→ **Job**: Express every line of the records as a Markdown table with the columns No. and Line, one row per line, numbered in order and skipping blank lines. Leave the pictures out of the answer.

→ **Raw records**:
-- Start --
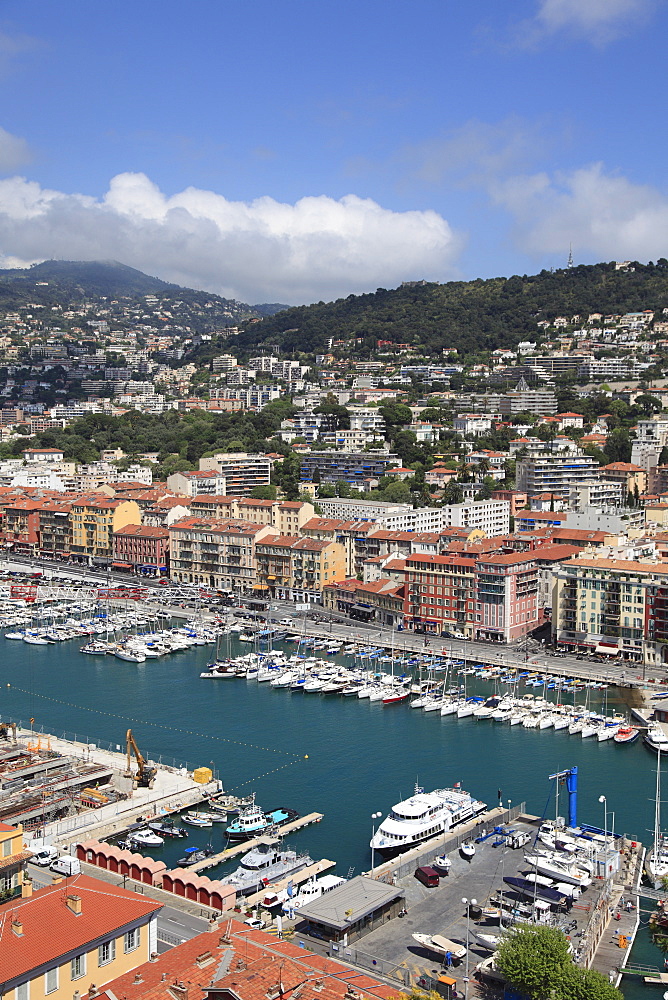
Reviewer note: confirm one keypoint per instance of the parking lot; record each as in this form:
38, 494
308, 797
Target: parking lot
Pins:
440, 911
-- End --
→ **Exercise solution**:
| No. | Line |
|---|---|
| 1 | Reviewer note: confirm one keypoint per instance of the parking lot; record each as in this form: |
| 2 | 38, 494 |
| 3 | 308, 797 |
| 4 | Target: parking lot |
| 5 | Pins: |
| 6 | 440, 911 |